Copy exactly the lines from the "Where in the photo above can the bokeh" line to the end, both included, and nothing else.

++++ Material to process ++++

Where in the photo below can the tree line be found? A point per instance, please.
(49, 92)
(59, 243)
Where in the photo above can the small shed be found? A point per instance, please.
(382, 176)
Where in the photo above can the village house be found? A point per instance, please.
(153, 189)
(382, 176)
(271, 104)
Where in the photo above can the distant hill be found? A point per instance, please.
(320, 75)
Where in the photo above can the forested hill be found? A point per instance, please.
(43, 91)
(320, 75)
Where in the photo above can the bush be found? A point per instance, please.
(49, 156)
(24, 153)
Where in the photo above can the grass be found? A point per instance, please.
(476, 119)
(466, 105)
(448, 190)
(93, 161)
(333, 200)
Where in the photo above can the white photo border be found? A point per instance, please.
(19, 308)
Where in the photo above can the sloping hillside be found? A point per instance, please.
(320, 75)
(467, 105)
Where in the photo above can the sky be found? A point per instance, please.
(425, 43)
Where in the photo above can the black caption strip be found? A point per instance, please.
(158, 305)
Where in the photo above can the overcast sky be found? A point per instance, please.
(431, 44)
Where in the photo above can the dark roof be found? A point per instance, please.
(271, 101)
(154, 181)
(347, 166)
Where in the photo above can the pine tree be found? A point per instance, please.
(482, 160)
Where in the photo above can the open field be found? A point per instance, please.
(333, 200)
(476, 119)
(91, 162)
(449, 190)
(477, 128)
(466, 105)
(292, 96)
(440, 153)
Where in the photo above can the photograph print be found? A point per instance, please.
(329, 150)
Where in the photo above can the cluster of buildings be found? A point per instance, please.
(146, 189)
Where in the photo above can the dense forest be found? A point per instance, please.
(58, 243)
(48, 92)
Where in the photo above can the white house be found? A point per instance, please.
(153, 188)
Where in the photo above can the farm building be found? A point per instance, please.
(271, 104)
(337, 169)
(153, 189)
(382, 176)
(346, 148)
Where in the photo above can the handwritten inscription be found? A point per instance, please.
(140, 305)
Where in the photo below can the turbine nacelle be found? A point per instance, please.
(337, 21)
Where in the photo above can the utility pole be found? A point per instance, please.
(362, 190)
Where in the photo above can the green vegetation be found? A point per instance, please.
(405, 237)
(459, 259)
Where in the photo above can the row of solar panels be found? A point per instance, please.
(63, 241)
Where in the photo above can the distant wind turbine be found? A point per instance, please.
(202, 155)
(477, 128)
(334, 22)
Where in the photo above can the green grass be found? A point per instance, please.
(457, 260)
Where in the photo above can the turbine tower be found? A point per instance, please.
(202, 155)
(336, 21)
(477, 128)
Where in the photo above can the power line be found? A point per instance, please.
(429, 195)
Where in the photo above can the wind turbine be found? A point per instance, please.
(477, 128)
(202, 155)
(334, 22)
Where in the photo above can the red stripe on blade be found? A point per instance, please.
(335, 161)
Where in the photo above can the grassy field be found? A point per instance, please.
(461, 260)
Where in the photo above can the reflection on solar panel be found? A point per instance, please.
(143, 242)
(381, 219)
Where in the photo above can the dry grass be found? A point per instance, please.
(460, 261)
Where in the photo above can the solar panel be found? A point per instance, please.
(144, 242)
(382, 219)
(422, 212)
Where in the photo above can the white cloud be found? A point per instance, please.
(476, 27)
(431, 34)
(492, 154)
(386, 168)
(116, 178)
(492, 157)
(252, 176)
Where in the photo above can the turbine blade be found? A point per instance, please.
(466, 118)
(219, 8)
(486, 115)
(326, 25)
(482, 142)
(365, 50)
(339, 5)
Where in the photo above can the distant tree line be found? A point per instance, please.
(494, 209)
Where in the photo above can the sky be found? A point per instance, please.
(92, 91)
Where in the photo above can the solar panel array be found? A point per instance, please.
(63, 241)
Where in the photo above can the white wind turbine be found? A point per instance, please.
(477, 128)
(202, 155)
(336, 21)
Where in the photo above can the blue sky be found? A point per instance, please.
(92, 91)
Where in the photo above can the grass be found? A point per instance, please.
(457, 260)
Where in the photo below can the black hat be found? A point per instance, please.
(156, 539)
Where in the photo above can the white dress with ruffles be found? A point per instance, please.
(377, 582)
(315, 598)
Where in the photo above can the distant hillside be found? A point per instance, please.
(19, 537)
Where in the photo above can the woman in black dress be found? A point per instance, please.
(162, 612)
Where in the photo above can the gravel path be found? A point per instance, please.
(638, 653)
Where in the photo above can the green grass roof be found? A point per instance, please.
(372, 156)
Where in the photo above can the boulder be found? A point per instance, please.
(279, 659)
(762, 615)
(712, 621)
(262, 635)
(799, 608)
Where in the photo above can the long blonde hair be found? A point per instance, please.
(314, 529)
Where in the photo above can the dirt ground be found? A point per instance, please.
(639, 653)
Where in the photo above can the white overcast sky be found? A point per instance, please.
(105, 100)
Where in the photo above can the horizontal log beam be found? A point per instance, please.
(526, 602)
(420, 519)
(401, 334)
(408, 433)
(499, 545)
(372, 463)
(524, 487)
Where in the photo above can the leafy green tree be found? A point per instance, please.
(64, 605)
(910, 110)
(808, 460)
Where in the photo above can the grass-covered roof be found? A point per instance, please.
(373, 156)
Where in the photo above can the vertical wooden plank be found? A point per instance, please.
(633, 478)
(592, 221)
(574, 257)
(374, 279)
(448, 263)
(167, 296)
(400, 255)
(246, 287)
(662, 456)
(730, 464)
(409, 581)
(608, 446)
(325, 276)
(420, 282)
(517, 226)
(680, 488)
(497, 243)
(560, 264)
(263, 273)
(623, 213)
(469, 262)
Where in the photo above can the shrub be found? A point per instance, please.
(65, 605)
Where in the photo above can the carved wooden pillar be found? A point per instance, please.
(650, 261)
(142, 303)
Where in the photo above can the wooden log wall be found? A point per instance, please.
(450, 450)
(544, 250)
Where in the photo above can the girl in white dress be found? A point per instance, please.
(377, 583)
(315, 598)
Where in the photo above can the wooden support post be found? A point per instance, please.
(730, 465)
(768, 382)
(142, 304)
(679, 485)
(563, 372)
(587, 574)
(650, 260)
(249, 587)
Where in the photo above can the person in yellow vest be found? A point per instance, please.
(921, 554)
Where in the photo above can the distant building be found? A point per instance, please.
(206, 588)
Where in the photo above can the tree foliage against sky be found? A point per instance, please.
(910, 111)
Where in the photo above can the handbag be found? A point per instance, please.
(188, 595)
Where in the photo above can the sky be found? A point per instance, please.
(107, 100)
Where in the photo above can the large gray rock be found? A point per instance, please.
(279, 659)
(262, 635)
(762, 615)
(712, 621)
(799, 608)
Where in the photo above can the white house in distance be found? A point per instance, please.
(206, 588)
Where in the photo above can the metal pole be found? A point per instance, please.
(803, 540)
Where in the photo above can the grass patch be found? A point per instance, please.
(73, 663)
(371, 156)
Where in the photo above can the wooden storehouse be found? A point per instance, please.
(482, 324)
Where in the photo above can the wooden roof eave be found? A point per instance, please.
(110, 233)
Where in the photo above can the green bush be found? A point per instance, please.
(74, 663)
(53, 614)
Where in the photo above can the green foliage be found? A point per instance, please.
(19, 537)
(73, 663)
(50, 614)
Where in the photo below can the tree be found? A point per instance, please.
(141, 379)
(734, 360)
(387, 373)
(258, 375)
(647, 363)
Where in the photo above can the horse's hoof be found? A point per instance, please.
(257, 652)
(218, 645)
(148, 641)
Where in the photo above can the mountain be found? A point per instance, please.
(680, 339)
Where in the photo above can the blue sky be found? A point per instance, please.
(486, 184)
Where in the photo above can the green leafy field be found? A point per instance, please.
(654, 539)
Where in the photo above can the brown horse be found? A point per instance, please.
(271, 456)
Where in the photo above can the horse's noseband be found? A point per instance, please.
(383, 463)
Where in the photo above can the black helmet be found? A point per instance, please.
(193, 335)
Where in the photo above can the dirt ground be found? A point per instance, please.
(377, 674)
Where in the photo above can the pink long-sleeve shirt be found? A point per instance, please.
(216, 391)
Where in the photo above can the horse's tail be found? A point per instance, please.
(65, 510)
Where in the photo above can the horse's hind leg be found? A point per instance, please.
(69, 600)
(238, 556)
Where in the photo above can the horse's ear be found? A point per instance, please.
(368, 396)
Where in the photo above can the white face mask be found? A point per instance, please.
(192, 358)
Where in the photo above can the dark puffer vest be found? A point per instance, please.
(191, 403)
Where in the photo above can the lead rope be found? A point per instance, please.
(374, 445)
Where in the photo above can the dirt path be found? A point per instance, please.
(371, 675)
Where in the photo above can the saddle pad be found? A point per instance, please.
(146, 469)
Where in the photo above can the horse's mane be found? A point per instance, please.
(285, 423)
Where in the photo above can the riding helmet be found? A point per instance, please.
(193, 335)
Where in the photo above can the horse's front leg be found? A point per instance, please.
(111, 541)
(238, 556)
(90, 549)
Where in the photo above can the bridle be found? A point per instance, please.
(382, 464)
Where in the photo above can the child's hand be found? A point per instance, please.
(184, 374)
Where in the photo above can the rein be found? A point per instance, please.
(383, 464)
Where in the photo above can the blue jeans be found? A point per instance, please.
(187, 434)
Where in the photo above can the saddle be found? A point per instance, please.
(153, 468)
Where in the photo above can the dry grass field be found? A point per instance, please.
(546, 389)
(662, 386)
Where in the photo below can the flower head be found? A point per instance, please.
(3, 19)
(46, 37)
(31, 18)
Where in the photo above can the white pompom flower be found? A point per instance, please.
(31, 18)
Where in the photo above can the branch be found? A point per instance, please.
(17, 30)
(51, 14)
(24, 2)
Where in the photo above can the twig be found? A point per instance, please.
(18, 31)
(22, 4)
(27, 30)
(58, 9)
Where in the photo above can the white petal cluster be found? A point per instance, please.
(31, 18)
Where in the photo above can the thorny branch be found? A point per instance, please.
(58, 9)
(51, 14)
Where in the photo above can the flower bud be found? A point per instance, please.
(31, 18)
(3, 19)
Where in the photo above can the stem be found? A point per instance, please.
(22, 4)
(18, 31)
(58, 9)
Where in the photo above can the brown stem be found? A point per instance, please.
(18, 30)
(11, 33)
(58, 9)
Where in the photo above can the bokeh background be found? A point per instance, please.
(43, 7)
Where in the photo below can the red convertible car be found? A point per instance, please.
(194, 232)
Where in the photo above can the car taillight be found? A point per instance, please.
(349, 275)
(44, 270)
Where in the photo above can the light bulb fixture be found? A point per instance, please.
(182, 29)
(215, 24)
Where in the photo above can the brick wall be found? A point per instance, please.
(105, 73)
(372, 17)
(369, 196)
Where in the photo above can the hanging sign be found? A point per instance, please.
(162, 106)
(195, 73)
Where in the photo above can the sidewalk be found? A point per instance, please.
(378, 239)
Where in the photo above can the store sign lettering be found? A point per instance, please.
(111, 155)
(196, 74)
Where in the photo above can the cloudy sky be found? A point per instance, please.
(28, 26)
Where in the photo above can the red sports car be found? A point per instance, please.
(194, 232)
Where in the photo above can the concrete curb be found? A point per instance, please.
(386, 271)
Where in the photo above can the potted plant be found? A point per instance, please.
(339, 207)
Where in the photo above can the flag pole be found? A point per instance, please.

++++

**Result for this exercise:**
Where in the photo above can the bokeh background be found? A point per instance, please.
(43, 7)
Where in the photo below can the red convertible car be found? A point per instance, please.
(194, 232)
Where in the photo above can the car taillight be found? A point per instance, please.
(349, 275)
(44, 270)
Where in the photo above can the light bulb fixture be found? A point per instance, please.
(182, 29)
(215, 24)
Where in the photo above can the brick wall be found? A point per instance, please.
(105, 73)
(372, 17)
(369, 196)
Where in the photo above can the hanging sign be found? A point per instance, please.
(162, 106)
(195, 73)
Where in the photo above can the sidewalk be found? A point per instance, please.
(378, 239)
Where in the photo above can the store sign lettering be found? A point per instance, please.
(111, 155)
(196, 74)
Where in the photo above can the cloudy sky be found? A point per instance, please.
(28, 26)
Where in the photo above can the red sports car be found? A point per instance, please.
(194, 232)
Where in the photo above can the concrete curb be found? A point per instance, please.
(386, 271)
Where in the photo above can the potted plant be found? A point per instance, please.
(339, 207)
Where in the photo above can the flag pole be found? A point per instance, please.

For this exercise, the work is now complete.